■ PROBLEM TO WORK ON
Render the stretch of rows from the line containing "Where can the machine" through the end of the rows as a Markdown table with the columns Line and Content. Number the lines in order, skip blank lines, and leave out the pictures.

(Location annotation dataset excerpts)
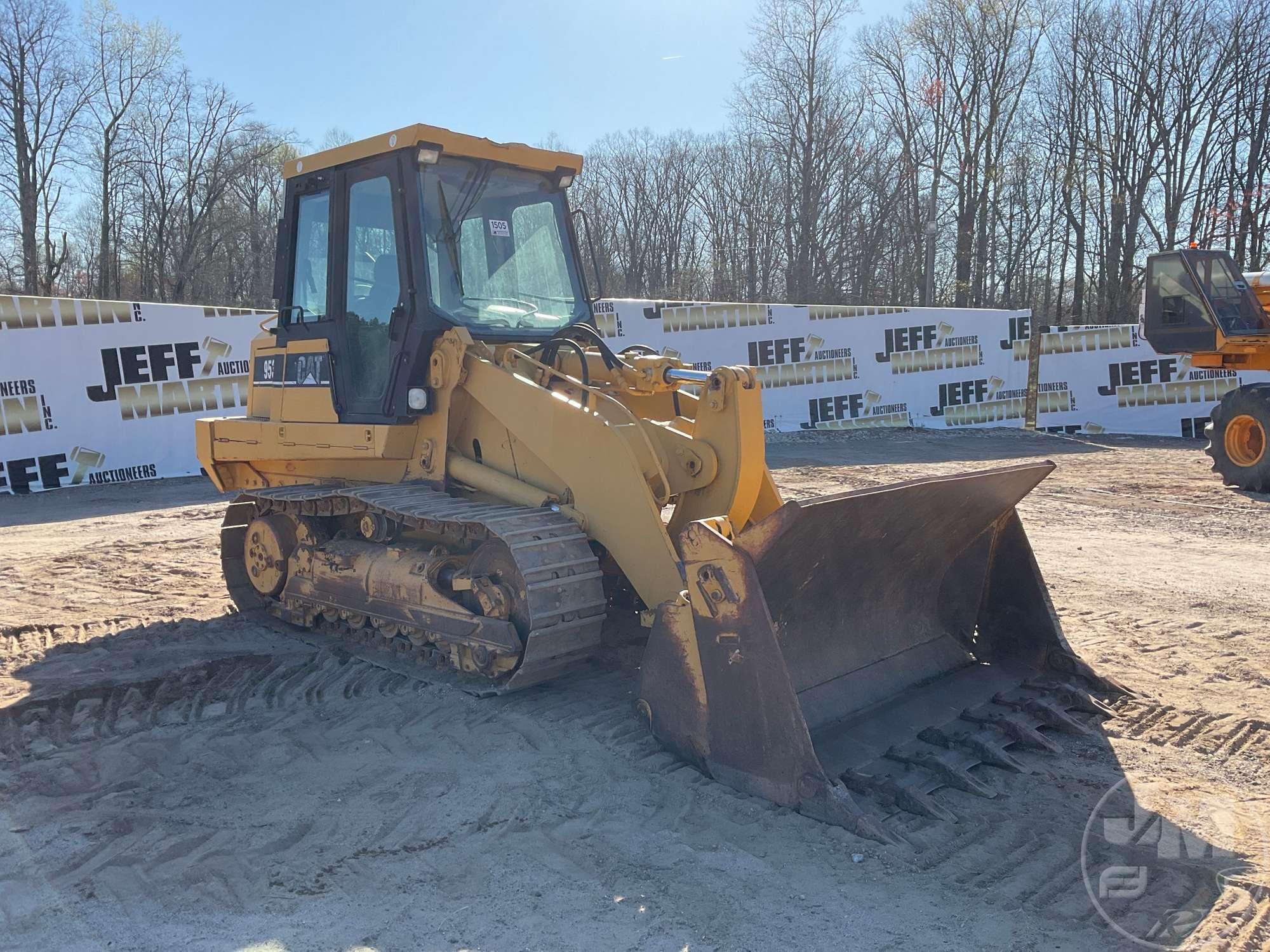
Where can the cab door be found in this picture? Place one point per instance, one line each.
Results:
(346, 305)
(371, 293)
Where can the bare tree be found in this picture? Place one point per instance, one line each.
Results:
(43, 95)
(125, 58)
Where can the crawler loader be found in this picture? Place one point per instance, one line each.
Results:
(443, 460)
(1197, 303)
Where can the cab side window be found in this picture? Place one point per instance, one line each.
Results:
(313, 238)
(374, 285)
(1179, 299)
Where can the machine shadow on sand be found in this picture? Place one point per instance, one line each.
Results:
(1018, 826)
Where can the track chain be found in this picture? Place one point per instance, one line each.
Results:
(563, 583)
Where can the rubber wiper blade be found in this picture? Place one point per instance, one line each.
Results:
(450, 238)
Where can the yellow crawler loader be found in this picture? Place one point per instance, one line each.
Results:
(445, 463)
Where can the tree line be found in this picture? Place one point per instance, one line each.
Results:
(965, 153)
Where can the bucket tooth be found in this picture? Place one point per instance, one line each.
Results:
(987, 751)
(944, 766)
(1046, 711)
(1014, 727)
(1071, 696)
(890, 793)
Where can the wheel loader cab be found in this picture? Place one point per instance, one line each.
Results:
(1194, 300)
(380, 253)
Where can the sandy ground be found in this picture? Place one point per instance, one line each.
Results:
(175, 776)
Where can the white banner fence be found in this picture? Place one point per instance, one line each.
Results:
(1107, 379)
(106, 392)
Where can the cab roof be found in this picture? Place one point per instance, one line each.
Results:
(451, 144)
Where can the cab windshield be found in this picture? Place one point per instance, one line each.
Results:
(498, 247)
(1233, 301)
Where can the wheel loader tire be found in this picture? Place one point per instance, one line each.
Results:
(1239, 439)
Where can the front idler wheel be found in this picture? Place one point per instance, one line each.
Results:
(267, 546)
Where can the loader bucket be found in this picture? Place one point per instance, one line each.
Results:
(853, 654)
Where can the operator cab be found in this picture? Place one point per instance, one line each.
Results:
(1194, 294)
(387, 243)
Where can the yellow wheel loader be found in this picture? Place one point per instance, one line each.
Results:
(444, 461)
(1197, 303)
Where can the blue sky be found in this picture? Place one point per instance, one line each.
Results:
(512, 72)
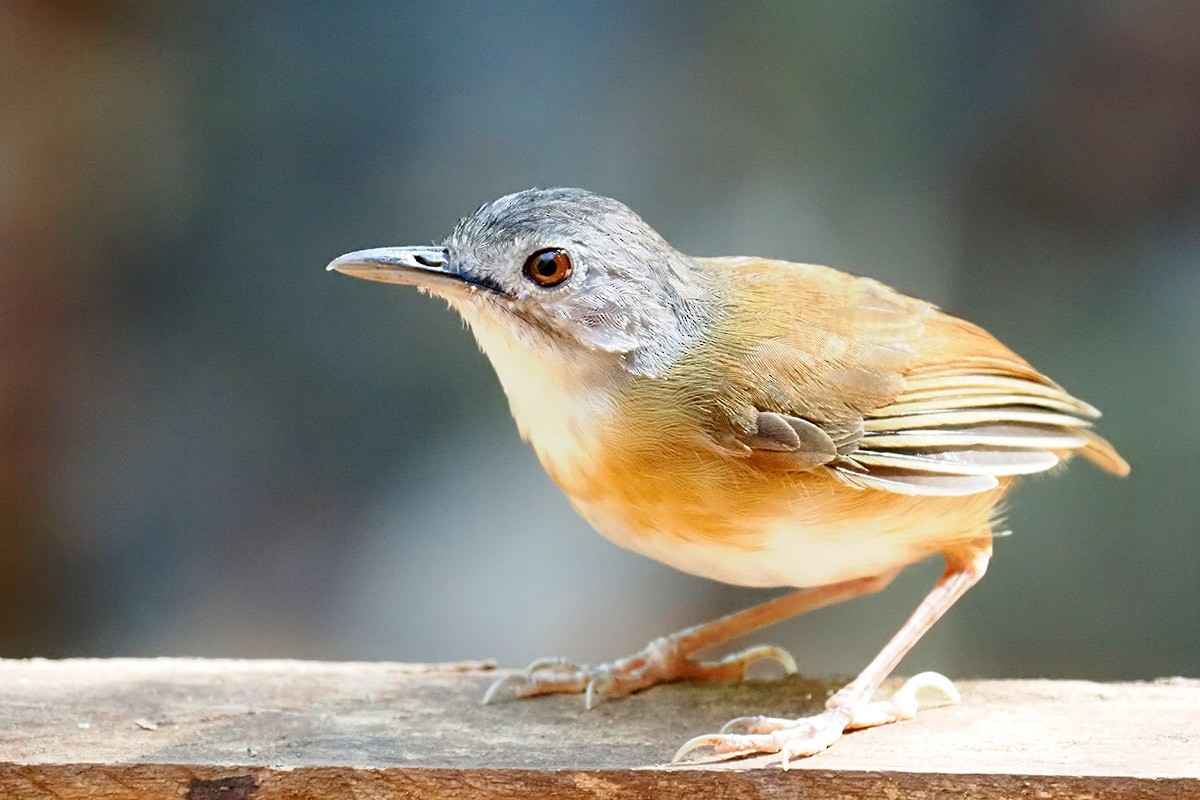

■ RESULT OF THE TASK
| Line | Content |
|---|---|
| 1 | Where can the machine shadow on sand be found in this picture? Place one point per instance, one line each. |
| 2 | Results: |
| 3 | (1018, 826) |
| 4 | Where can the track chain be found in this picture? Place one point per instance, one line each. |
| 5 | Results: |
| 6 | (563, 583) |
| 7 | Where can the rubber wiper blade be found in this picture? Place one point per instance, one line each. |
| 8 | Results: |
| 9 | (450, 238) |
| 10 | Where can the yellow crawler loader be found in this picture? Place one point per instance, one line each. |
| 11 | Results: |
| 12 | (445, 463) |
| 13 | Where can the tree line be found in this picture? Place one point per instance, one line each. |
| 14 | Results: |
| 15 | (965, 153) |
| 16 | Where can the bucket tooth be found in this picture? Place one point per instance, one line each. |
| 17 | Results: |
| 18 | (987, 751) |
| 19 | (944, 766) |
| 20 | (1046, 711) |
| 21 | (1014, 727) |
| 22 | (1071, 696) |
| 23 | (890, 793) |
| 24 | Where can the wheel loader cab be found in this picture? Place one point per instance, one line each. |
| 25 | Results: |
| 26 | (1194, 300) |
| 27 | (380, 253) |
| 28 | Where can the sandy ground be found in this picture? Place one point per instance, one line each. |
| 29 | Results: |
| 30 | (175, 776) |
| 31 | Where can the white banner fence be found in this picture? Place one point per instance, one line each. |
| 32 | Results: |
| 33 | (1107, 379) |
| 34 | (106, 392) |
| 35 | Where can the cab roof be found in this picture? Place one point per instance, one line each. |
| 36 | Results: |
| 37 | (451, 144) |
| 38 | Where can the cab windshield be found in this picture? Place one point per instance, one line each. |
| 39 | Results: |
| 40 | (498, 247) |
| 41 | (1233, 301) |
| 42 | Where can the wheel loader tire be found in this picture? Place one point per instance, one line each. |
| 43 | Results: |
| 44 | (1239, 439) |
| 45 | Where can the front idler wheel be found in this picture? Place one point per instance, one line each. |
| 46 | Results: |
| 47 | (267, 546) |
| 48 | Where can the loader bucket be found in this picture? Place one point per instance, one line each. |
| 49 | Results: |
| 50 | (853, 654) |
| 51 | Where can the operator cab be found in this picture? Place one point per instance, one line each. |
| 52 | Results: |
| 53 | (1194, 294) |
| 54 | (387, 243) |
| 55 | Where can the yellow wheel loader be found in this picture? Place one point per instance, one line each. |
| 56 | Results: |
| 57 | (444, 461) |
| 58 | (1197, 303) |
| 59 | Where can the blue sky be found in this picture? Place one point per instance, one line each. |
| 60 | Results: |
| 61 | (512, 72) |